**TEXT UNDER STUDY**

------------------------------------------------

Oak Mountain expands missions

Only so many mattresses, dressers, piles of books and shelves of food can fit into 5,000 square feet.

Roddy Cooper said he knows that because many times God has been faithful enough to supply Oak Mountain Missions with more donations than its current warehouse can handle.

“It’s like feast to famine. Some days you can come in there ,and we’ve got sofas stacked on top of each other,” Cooper said. “Right now we’ve got 30 beds stored at Christian services.”

The organization broke ground Sept. 8 on a new 10,000 square-foot building – double the mission’s current space.

Cooper said the last thing he wanted to see was the organization not reaching enough people because it didn’t have enough space.

From January to June alone this year, the mission serviced 1,337 clients. One of those clients was Linda Kathy who has been raising her three grandkids, ages 5 months, 5 and 8, off the money she receives from a disability check. Kathy said she heard about the organization through Asbury Church in 2005.

------------------------------------------------

**ACTIVITY**
Write out the part of the Oak Mountain Missions article word for word, starting with "Only so many" and going on through "warehouse can handle.".

------------------------------------------------

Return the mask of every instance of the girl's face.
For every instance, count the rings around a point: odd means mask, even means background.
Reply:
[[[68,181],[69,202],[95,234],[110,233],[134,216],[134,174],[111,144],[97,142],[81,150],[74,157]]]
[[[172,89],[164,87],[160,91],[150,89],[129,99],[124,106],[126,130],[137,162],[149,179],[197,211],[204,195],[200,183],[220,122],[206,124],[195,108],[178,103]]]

------------------------------------------------

**SOLUTION FOR THIS TASK**
Only so many mattresses, dressers, piles of books and shelves of food can fit into 5,000 square feet.

Roddy Cooper said he knows that because many times God has been faithful enough to supply Oak Mountain Missions with more donations than its current warehouse can handle.